EXERCISE BRIEF:
Copy every one of the following items character for character, changing nothing.

AVAILABLE RECORDS:
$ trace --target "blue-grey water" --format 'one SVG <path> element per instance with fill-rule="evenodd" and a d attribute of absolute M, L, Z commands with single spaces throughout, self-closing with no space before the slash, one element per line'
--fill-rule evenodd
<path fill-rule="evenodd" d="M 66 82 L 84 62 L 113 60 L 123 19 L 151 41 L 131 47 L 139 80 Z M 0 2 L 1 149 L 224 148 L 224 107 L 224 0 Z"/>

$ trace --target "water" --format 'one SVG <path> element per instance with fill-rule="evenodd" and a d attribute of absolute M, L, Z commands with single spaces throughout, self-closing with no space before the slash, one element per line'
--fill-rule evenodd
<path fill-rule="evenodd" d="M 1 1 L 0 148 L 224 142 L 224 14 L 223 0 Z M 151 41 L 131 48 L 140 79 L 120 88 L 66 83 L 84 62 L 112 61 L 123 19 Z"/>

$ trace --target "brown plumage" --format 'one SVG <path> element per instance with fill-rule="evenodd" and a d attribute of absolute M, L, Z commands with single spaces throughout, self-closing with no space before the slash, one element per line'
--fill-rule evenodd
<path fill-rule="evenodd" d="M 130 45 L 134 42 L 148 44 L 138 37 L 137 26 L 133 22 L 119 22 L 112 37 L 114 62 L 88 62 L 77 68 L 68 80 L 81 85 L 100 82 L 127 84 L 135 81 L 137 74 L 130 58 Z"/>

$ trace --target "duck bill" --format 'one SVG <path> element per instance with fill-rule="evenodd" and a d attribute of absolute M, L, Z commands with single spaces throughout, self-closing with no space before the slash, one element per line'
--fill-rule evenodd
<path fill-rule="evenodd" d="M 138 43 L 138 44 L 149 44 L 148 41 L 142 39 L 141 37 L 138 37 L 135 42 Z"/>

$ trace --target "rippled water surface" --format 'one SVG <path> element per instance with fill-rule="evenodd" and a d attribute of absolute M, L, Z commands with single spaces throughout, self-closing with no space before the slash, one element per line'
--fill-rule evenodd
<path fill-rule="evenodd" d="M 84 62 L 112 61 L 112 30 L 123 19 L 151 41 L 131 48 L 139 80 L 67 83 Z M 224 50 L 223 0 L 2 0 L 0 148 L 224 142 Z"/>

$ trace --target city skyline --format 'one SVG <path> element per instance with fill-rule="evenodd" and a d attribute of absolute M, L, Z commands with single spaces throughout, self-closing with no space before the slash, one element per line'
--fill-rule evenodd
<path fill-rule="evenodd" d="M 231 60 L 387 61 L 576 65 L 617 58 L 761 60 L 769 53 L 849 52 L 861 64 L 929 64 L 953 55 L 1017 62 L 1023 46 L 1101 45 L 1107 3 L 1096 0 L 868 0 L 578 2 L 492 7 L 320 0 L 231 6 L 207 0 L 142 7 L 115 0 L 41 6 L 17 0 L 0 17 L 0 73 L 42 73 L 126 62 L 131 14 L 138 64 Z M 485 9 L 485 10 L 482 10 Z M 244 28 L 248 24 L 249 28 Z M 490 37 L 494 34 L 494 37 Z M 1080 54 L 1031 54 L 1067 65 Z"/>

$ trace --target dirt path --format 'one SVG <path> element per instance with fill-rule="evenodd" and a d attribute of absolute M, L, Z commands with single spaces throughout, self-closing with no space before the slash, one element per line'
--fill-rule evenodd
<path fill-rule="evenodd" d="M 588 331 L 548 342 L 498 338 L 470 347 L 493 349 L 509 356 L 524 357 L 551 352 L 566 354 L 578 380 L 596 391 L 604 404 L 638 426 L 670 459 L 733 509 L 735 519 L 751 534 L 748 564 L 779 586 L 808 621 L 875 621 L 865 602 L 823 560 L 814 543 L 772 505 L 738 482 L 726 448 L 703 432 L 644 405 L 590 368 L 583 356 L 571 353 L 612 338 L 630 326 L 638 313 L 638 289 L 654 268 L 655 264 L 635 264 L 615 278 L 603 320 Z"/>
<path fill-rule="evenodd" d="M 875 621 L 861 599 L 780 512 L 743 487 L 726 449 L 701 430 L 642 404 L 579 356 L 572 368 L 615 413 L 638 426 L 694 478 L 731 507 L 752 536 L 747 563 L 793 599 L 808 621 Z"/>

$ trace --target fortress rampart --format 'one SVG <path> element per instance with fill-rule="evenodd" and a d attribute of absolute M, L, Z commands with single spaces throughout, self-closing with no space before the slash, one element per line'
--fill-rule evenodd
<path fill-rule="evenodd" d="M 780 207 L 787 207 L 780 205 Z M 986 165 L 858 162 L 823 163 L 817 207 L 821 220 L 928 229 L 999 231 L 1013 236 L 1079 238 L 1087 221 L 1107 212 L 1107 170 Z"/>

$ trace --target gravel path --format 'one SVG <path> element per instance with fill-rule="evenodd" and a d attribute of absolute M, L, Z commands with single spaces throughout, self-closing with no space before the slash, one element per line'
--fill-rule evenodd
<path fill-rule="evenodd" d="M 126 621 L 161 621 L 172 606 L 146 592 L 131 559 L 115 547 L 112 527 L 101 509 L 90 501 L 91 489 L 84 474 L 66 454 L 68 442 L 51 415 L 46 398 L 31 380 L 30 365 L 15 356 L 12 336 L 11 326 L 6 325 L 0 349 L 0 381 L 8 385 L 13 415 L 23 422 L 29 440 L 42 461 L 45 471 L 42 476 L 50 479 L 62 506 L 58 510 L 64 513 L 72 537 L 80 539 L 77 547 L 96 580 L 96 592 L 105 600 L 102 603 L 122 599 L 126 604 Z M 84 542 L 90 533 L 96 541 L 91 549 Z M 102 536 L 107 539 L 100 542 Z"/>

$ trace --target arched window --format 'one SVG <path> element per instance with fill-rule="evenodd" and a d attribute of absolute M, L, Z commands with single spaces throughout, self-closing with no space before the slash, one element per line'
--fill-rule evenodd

RESPONSE:
$ trace --target "blue-grey water" --format 'one SVG <path> element per instance with fill-rule="evenodd" and a d attribute of absolute M, L, Z commands with single spaces throughout, self-closing with no space before the slash, one element per line'
--fill-rule evenodd
<path fill-rule="evenodd" d="M 66 82 L 84 62 L 113 60 L 123 19 L 151 41 L 131 47 L 139 80 Z M 0 2 L 1 149 L 224 148 L 224 107 L 224 0 Z"/>

$ trace --target "water" --format 'one SVG <path> element per instance with fill-rule="evenodd" and a d attribute of absolute M, L, Z commands with single spaces throughout, self-closing with no space before the slash, one element per line'
--fill-rule evenodd
<path fill-rule="evenodd" d="M 1 1 L 0 148 L 224 142 L 224 14 L 223 0 Z M 151 41 L 131 48 L 140 79 L 120 88 L 66 83 L 84 62 L 112 61 L 123 19 Z"/>

$ trace --target "brown plumage" --format 'one SVG <path> element per instance with fill-rule="evenodd" and a d attribute of absolute M, L, Z commands with single spaces throughout, self-closing with no space before the slash, one element per line'
--fill-rule evenodd
<path fill-rule="evenodd" d="M 130 45 L 134 42 L 148 44 L 138 37 L 137 26 L 133 22 L 119 22 L 112 37 L 114 62 L 88 62 L 77 68 L 68 80 L 81 85 L 100 82 L 127 84 L 135 81 L 137 74 L 130 58 Z"/>

$ trace --target "duck bill" --format 'one SVG <path> element per instance with fill-rule="evenodd" and a d attribute of absolute M, L, Z commands with single spaces throughout, self-closing with no space before the slash, one element per line'
--fill-rule evenodd
<path fill-rule="evenodd" d="M 138 43 L 138 44 L 149 44 L 148 41 L 142 39 L 141 37 L 138 37 L 135 42 Z"/>

$ trace --target "rippled water surface" --format 'one SVG <path> element per instance with fill-rule="evenodd" and a d attribute of absolute M, L, Z commands with single spaces throughout, self-closing with no space before the slash, one element per line'
--fill-rule evenodd
<path fill-rule="evenodd" d="M 84 62 L 112 61 L 112 30 L 123 19 L 151 41 L 131 48 L 139 80 L 67 83 Z M 224 50 L 223 0 L 2 0 L 0 148 L 224 142 Z"/>

$ trace --target city skyline --format 'one SVG <path> element per instance with fill-rule="evenodd" and a d attribute of absolute M, L, Z commands with single spaces throughout, self-closing with no space before the slash, one element per line'
--fill-rule evenodd
<path fill-rule="evenodd" d="M 231 60 L 387 61 L 576 65 L 617 58 L 761 60 L 769 53 L 849 52 L 861 64 L 929 64 L 953 55 L 1017 62 L 1023 46 L 1101 45 L 1107 3 L 1096 0 L 868 0 L 578 2 L 492 7 L 320 0 L 231 6 L 207 0 L 142 7 L 115 0 L 41 6 L 17 0 L 0 17 L 0 73 L 42 73 L 126 62 L 131 14 L 138 64 Z M 485 9 L 485 10 L 482 10 Z M 244 28 L 248 24 L 249 28 Z M 490 37 L 494 34 L 494 37 Z M 1080 54 L 1031 54 L 1067 65 Z"/>

$ trace --target dirt path --format 'one SVG <path> element per instance with fill-rule="evenodd" and a d attribute of absolute M, L, Z commands with single spaces throughout, self-closing with no space before the slash, one element per line'
--fill-rule evenodd
<path fill-rule="evenodd" d="M 588 331 L 548 342 L 498 338 L 470 347 L 493 349 L 509 356 L 524 357 L 551 352 L 566 354 L 578 380 L 596 391 L 604 404 L 638 426 L 670 459 L 733 509 L 735 519 L 751 534 L 748 564 L 779 586 L 808 621 L 875 621 L 865 602 L 823 560 L 814 543 L 772 505 L 738 482 L 726 448 L 703 432 L 644 405 L 590 368 L 583 356 L 571 353 L 612 338 L 630 326 L 638 313 L 638 289 L 654 268 L 655 264 L 635 264 L 615 278 L 603 320 Z"/>
<path fill-rule="evenodd" d="M 875 621 L 861 599 L 780 512 L 743 487 L 726 449 L 701 430 L 642 404 L 579 356 L 572 368 L 615 413 L 638 426 L 694 478 L 731 507 L 752 536 L 747 563 L 793 599 L 808 621 Z"/>

$ trace --target fortress rampart --format 'one SVG <path> element per instance with fill-rule="evenodd" and a d attribute of absolute M, L, Z commands with single spaces throughout, self-closing with no space before the slash, one element per line'
--fill-rule evenodd
<path fill-rule="evenodd" d="M 780 207 L 787 207 L 780 205 Z M 986 165 L 858 162 L 823 163 L 817 207 L 821 220 L 928 229 L 999 231 L 1013 236 L 1079 238 L 1087 221 L 1107 212 L 1107 170 Z"/>

$ trace --target gravel path --format 'one SVG <path> element per instance with fill-rule="evenodd" and a d attribute of absolute M, L, Z commands with single spaces throughout, self-closing with no space before the slash, one element per line'
--fill-rule evenodd
<path fill-rule="evenodd" d="M 126 621 L 161 621 L 172 606 L 146 592 L 131 559 L 115 547 L 112 527 L 101 509 L 90 501 L 91 489 L 84 474 L 66 454 L 68 442 L 51 415 L 46 398 L 31 380 L 30 365 L 15 356 L 12 336 L 11 326 L 6 325 L 0 349 L 0 381 L 8 385 L 13 415 L 23 422 L 29 440 L 42 461 L 45 471 L 42 476 L 50 479 L 62 506 L 58 510 L 64 513 L 72 537 L 80 539 L 77 547 L 96 580 L 96 592 L 105 600 L 102 603 L 122 599 L 126 604 Z M 84 542 L 90 533 L 96 541 L 91 549 Z M 102 536 L 107 539 L 100 542 Z"/>

$ trace --target arched window --format 'one SVG <path> element per instance with fill-rule="evenodd" and a d attribute of absolute M, L, Z commands with single spaces throughout, self-closing with no space before the slash, one element per line'
--fill-rule evenodd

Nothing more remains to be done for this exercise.